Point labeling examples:
— Start —

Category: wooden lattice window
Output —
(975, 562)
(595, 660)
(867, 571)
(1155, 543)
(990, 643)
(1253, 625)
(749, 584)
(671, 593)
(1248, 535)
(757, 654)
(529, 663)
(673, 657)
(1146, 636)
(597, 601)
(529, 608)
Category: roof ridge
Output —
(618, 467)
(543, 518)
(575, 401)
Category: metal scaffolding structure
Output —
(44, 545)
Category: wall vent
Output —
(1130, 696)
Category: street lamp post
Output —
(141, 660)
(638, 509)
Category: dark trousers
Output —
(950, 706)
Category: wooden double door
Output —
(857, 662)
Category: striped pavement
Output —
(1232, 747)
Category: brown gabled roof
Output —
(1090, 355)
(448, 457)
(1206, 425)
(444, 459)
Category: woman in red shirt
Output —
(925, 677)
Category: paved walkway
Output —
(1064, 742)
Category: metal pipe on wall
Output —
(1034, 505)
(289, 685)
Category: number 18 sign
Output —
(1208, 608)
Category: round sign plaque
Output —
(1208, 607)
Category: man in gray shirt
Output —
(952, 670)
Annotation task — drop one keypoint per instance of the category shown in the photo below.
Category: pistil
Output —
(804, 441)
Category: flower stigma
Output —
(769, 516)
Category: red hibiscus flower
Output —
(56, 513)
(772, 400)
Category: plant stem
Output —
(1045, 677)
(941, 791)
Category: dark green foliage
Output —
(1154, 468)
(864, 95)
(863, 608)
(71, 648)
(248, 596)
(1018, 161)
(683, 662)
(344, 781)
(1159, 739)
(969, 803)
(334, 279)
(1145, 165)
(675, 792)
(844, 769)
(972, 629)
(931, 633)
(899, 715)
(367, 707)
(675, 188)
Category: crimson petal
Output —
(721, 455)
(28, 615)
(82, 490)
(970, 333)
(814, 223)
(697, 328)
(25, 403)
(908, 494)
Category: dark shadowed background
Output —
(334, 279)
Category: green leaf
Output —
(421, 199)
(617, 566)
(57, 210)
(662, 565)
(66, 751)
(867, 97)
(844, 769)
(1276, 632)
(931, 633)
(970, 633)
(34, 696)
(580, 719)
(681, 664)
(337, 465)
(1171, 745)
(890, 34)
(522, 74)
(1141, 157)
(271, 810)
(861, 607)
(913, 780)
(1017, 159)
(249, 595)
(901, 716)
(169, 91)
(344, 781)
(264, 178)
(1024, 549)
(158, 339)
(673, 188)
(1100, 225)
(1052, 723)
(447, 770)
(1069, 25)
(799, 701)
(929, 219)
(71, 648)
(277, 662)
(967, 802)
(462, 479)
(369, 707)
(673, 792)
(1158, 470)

— End —

**What the exercise asks:**
Reproduce, word for word, every line starting at the line that contains "Category: dark trousers" and ending with the final line of the entries.

**Result of the exercise:**
Category: dark trousers
Output —
(950, 706)
Category: wooden double door
Output —
(857, 662)
Category: striped pavement
Output —
(1232, 747)
Category: brown gabled roof
Output —
(1090, 355)
(448, 457)
(1206, 425)
(444, 459)
Category: woman in red shirt
Output —
(925, 677)
Category: paved walkway
Output —
(1064, 742)
Category: metal pipe on wall
Output —
(1034, 505)
(289, 685)
Category: number 18 sign
Output —
(1208, 608)
Category: round sign plaque
Output —
(1208, 607)
Category: man in gray shirt
Output —
(952, 670)
Annotation task — drop one keypoint per instance of the category shown in the photo below.
Category: pistil
Output —
(804, 441)
Category: flower stigma
Output —
(769, 516)
Category: red hibiscus flower
Output —
(56, 513)
(772, 400)
Category: plant stem
Output —
(1045, 677)
(941, 791)
Category: dark green foliage
Output —
(1154, 468)
(864, 95)
(863, 608)
(71, 648)
(248, 596)
(1018, 161)
(683, 662)
(344, 781)
(1159, 739)
(969, 803)
(334, 279)
(1145, 165)
(675, 792)
(844, 769)
(972, 629)
(931, 633)
(899, 715)
(367, 707)
(675, 188)
Category: crimson petal
Output —
(721, 455)
(28, 615)
(82, 490)
(970, 333)
(814, 223)
(697, 328)
(25, 403)
(908, 494)
Category: dark shadowed background
Output —
(334, 279)
Category: green leaf
Output —
(421, 199)
(617, 566)
(57, 210)
(662, 565)
(66, 751)
(867, 97)
(844, 769)
(1276, 632)
(931, 633)
(970, 633)
(34, 696)
(580, 719)
(681, 664)
(337, 465)
(1171, 745)
(890, 34)
(522, 74)
(1141, 157)
(271, 810)
(861, 607)
(913, 780)
(1017, 159)
(249, 595)
(901, 716)
(169, 91)
(344, 781)
(264, 178)
(1024, 549)
(158, 339)
(673, 188)
(1100, 225)
(1052, 723)
(447, 770)
(1069, 25)
(799, 701)
(929, 219)
(71, 648)
(277, 662)
(967, 802)
(462, 479)
(369, 707)
(673, 792)
(1158, 470)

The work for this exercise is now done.